*EXERCISE INSTRUCTIONS*: Shift each x and y coordinate in the answers by adding -130, and write the data out again with the requests included. Begin at the line that has "Find the building" and stop after the line that has "x=530, y=215".

*SUPPLIED INFORMATION*:

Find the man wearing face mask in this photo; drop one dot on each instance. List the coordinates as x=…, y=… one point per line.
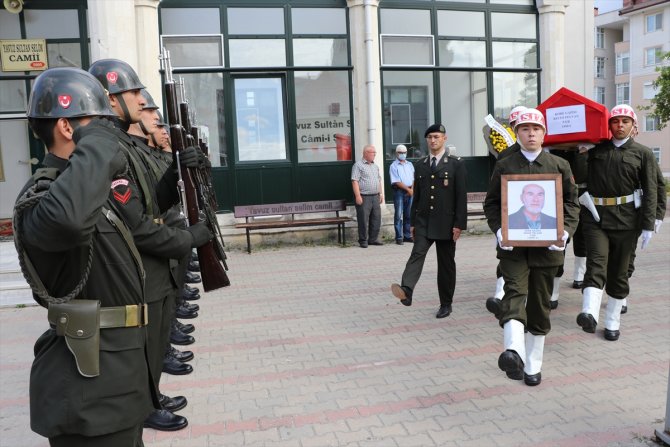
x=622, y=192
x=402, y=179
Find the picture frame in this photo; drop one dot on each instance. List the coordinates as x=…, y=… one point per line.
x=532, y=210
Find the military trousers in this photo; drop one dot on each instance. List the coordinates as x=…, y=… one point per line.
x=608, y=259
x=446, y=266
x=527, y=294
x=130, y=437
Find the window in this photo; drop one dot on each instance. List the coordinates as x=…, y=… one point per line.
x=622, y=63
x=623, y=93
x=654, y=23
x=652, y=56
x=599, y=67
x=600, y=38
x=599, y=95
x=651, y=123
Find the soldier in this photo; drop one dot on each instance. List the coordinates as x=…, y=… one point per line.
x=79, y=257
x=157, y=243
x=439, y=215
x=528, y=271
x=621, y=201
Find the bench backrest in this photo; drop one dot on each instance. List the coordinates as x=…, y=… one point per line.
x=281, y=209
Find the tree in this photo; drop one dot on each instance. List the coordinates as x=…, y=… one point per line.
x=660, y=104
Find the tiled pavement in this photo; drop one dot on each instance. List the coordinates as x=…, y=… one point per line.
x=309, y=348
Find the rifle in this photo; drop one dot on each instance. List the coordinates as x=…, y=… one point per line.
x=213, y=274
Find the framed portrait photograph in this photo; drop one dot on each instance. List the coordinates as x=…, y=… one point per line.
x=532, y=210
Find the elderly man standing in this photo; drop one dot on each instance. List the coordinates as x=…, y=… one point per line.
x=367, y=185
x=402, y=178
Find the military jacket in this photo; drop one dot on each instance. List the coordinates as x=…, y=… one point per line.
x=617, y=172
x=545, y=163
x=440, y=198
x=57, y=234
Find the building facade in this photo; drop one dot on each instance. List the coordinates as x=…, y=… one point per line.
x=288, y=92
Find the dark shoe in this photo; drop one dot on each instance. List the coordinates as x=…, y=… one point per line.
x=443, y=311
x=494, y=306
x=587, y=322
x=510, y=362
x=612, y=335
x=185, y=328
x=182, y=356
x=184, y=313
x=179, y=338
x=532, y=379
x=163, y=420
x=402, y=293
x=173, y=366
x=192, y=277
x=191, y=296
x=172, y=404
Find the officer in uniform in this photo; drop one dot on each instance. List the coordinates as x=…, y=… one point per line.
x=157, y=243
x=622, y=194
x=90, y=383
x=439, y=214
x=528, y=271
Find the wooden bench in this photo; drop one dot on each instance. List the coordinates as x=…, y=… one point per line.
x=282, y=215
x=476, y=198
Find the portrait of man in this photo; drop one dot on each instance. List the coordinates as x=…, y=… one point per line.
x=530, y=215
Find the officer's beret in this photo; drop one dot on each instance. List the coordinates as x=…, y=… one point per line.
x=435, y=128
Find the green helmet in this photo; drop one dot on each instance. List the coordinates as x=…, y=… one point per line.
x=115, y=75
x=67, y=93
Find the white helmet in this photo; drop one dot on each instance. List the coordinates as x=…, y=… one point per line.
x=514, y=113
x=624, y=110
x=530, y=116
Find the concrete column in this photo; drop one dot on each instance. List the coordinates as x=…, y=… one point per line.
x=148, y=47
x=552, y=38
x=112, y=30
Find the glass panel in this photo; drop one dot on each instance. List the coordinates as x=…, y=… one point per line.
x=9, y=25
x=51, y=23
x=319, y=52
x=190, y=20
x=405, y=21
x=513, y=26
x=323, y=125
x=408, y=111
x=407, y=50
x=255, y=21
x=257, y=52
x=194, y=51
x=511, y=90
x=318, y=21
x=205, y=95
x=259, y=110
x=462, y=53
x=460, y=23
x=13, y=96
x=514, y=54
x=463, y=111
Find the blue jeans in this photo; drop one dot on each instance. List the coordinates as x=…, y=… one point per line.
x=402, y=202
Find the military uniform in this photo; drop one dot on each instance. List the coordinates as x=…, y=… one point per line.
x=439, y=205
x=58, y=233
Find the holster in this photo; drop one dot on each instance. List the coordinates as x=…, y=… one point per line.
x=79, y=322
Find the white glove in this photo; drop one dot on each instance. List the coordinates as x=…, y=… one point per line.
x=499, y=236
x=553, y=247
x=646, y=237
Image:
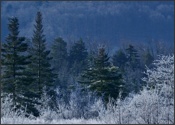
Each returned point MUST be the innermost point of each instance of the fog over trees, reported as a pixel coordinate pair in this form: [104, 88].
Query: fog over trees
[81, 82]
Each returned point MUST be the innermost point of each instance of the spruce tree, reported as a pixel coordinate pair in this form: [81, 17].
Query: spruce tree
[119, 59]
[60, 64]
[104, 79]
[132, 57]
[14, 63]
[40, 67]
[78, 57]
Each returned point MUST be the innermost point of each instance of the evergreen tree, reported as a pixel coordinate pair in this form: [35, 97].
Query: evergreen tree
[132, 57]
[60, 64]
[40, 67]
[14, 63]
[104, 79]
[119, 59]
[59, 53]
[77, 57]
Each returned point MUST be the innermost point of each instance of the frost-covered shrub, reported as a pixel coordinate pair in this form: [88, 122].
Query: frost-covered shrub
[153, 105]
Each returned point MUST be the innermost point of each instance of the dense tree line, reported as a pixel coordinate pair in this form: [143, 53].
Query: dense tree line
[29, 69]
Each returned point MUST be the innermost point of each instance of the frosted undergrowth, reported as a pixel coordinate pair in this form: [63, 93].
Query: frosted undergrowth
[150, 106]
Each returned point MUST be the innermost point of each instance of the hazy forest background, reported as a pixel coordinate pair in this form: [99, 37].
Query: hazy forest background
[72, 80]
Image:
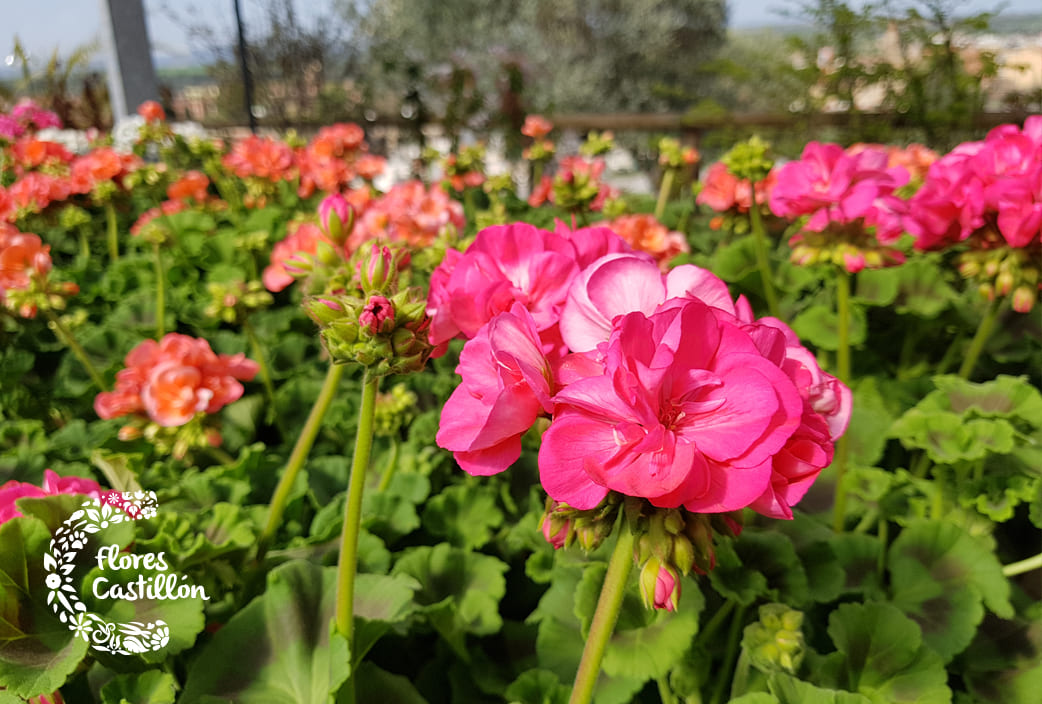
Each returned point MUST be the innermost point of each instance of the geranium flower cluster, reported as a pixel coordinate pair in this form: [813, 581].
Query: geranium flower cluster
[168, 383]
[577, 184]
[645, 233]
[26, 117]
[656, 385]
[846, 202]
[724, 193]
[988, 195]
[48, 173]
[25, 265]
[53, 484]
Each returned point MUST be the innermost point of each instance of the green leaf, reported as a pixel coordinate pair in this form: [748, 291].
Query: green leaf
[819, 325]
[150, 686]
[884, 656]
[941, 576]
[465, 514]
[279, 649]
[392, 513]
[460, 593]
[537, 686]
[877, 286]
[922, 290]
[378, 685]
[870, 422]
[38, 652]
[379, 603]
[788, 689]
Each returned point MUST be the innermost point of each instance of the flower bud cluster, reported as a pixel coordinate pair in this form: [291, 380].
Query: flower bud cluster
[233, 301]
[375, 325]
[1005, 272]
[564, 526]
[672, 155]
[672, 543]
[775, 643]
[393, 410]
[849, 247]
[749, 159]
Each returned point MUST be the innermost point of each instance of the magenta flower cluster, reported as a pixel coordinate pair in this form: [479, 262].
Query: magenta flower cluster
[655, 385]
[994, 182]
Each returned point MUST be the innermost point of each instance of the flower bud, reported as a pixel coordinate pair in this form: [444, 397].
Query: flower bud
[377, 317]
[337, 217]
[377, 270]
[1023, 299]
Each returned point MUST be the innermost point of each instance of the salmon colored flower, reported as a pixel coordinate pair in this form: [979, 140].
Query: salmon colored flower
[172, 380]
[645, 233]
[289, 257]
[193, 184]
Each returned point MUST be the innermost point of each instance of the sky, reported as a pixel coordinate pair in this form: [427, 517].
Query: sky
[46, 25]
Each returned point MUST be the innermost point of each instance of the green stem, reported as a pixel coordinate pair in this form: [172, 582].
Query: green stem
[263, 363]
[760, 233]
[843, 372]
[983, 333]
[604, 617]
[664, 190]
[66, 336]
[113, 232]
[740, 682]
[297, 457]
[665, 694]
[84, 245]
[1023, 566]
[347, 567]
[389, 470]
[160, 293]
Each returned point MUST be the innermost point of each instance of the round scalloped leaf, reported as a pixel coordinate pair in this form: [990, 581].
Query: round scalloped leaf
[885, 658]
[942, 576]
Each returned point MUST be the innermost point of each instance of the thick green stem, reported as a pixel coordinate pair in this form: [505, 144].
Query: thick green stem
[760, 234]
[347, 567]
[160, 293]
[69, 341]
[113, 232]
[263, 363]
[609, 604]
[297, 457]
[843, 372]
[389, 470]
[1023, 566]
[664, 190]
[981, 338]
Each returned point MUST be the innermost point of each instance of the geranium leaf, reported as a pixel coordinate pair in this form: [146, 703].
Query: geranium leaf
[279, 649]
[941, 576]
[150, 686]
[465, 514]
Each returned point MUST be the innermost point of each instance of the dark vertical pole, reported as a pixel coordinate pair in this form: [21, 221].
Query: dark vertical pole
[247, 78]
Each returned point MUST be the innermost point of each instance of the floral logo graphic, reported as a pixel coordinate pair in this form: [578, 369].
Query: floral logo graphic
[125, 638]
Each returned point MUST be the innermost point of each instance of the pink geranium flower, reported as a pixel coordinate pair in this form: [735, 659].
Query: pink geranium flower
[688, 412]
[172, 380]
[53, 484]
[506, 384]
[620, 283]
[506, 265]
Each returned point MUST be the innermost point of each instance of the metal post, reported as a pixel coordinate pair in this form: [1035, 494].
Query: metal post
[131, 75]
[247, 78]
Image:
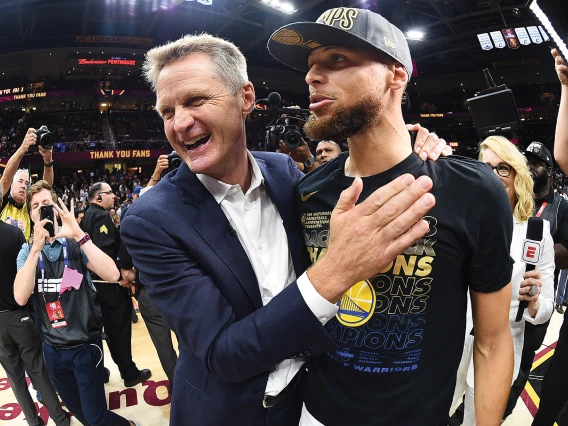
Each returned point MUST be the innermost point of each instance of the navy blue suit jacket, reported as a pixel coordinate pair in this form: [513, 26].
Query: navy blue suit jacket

==

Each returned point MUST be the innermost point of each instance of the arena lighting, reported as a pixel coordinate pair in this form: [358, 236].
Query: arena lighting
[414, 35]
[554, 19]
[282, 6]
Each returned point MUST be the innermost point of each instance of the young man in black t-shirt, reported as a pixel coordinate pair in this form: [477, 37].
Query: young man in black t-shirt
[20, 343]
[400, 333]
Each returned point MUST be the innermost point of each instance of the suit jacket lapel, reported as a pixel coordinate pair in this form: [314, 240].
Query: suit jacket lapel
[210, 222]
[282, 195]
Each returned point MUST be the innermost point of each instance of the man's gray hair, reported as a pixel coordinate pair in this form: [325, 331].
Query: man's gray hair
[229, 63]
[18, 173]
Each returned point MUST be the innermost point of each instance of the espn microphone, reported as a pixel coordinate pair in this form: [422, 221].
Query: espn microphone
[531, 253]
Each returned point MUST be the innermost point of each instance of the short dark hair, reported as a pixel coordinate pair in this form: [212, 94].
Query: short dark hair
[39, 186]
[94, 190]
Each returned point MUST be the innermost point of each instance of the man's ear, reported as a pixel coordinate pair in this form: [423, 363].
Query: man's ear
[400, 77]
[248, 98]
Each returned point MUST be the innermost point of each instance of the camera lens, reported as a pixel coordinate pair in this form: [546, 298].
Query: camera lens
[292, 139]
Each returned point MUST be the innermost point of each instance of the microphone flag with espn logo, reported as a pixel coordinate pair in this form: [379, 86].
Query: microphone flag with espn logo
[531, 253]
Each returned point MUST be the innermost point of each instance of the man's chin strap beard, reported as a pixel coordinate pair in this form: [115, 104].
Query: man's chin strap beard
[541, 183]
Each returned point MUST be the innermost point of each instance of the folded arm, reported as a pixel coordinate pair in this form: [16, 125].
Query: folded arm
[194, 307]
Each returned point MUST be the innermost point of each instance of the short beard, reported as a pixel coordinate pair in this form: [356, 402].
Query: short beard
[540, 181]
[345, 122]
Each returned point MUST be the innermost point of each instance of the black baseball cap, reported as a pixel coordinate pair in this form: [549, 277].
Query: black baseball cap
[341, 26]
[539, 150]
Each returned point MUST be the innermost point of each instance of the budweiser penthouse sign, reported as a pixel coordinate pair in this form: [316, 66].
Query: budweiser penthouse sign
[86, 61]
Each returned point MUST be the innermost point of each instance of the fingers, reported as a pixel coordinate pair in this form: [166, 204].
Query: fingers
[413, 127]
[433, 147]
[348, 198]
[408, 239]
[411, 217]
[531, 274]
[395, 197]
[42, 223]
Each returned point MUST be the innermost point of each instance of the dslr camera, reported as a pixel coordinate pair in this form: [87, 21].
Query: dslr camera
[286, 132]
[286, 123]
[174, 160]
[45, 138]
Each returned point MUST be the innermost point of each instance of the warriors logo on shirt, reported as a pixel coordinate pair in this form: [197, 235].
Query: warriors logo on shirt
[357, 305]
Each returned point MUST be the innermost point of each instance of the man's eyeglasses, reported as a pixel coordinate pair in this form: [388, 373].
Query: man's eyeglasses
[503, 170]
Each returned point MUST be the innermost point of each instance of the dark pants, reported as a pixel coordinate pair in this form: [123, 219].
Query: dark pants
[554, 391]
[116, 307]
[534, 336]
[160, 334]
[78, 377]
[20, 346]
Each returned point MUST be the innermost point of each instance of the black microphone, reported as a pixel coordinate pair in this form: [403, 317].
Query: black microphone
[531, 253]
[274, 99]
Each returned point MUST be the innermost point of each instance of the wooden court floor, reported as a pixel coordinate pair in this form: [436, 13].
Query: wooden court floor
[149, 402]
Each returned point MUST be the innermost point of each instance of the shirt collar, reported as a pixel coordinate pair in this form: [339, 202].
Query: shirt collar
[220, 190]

--

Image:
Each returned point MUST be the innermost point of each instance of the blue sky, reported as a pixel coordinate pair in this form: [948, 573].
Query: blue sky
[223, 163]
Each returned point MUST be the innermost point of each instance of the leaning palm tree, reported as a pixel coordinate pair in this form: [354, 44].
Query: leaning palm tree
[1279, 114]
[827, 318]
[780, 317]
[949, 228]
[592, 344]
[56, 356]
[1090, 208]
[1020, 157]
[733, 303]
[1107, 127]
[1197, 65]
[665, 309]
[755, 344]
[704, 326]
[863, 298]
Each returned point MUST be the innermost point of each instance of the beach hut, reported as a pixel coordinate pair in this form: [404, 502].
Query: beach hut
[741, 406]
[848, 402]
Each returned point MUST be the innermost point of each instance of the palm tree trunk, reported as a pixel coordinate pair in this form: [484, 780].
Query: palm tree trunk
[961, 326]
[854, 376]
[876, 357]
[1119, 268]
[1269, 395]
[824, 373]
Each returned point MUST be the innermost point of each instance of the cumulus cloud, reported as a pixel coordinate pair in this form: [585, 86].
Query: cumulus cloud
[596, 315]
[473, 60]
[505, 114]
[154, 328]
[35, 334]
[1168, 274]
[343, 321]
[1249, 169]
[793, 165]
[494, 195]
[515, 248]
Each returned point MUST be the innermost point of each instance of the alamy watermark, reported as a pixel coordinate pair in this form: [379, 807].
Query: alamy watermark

*REPLY TO THE EXERCISE*:
Find the building facade in this photo; drop one dot on each instance. List the coordinates as x=…, y=… one point per line.
x=158, y=-38
Find the dark shoe in this photo; drop one dot on each instance. List the coordinates as x=…, y=… one point per line.
x=313, y=181
x=364, y=176
x=457, y=192
x=380, y=232
x=482, y=205
x=55, y=198
x=52, y=226
x=54, y=183
x=49, y=208
x=402, y=249
x=33, y=290
x=272, y=163
x=43, y=236
x=62, y=147
x=61, y=166
x=42, y=274
Find the officer in uniform in this photo; drop one dot on each instance. List the coordinates as x=…, y=… one point per line.
x=27, y=113
x=492, y=64
x=-40, y=253
x=309, y=84
x=398, y=141
Find the wooden bench in this photo; drop one dot on each instance. List the coordinates as x=…, y=… one point per line.
x=152, y=85
x=346, y=68
Find the portrait of man in this photo; drop one dot on each instance. List the coordinates as x=…, y=… one point per line.
x=400, y=85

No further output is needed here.